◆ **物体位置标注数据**
+---+

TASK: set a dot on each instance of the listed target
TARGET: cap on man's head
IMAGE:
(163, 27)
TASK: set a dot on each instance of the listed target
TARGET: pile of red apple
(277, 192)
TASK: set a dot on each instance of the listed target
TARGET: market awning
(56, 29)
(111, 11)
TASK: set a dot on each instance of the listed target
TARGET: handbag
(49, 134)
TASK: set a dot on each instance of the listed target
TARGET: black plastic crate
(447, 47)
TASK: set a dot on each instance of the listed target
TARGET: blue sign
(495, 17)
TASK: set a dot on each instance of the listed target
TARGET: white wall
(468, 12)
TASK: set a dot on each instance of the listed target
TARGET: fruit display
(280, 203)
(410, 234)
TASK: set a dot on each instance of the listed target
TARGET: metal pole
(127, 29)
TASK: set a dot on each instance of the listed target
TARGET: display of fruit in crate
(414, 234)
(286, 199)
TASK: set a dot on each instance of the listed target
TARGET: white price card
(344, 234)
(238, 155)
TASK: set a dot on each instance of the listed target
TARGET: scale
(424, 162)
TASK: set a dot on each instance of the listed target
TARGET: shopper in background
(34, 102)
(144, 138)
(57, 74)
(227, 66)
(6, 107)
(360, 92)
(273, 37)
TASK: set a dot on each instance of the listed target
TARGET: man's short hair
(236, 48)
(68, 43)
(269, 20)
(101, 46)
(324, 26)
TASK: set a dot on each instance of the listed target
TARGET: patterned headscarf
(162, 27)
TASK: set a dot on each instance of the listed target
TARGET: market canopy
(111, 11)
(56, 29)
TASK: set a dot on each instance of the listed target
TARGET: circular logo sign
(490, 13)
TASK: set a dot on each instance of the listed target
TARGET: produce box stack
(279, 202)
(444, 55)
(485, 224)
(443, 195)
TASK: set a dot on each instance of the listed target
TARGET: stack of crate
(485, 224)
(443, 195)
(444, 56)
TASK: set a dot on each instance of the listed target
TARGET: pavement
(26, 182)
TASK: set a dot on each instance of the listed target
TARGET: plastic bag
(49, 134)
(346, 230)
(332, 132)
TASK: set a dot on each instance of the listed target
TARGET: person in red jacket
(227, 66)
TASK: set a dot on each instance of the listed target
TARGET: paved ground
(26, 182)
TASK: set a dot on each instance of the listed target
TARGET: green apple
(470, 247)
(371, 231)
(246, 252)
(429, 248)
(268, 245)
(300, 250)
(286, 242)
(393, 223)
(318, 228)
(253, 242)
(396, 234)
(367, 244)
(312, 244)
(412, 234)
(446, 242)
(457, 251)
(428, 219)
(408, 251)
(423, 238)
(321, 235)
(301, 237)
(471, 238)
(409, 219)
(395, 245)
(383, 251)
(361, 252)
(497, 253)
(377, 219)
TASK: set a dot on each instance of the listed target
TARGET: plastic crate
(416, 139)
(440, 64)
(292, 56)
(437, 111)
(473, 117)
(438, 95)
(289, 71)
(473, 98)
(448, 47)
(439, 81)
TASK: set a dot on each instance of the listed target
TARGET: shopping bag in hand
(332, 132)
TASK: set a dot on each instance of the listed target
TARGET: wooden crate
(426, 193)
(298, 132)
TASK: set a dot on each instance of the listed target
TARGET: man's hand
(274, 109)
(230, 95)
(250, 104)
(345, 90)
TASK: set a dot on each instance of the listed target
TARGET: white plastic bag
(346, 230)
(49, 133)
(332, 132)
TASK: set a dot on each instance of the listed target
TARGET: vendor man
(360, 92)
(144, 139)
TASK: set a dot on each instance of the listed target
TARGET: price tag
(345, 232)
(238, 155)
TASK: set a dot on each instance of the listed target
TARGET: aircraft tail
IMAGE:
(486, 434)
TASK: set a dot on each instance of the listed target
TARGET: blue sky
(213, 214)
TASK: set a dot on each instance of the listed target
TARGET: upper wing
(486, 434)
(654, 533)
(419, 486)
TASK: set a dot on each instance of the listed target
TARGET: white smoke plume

+---+

◆ **小练习**
请说出上方条目中有多少行含有词语"crate"，只写出数字。

◆ **本题答案**
5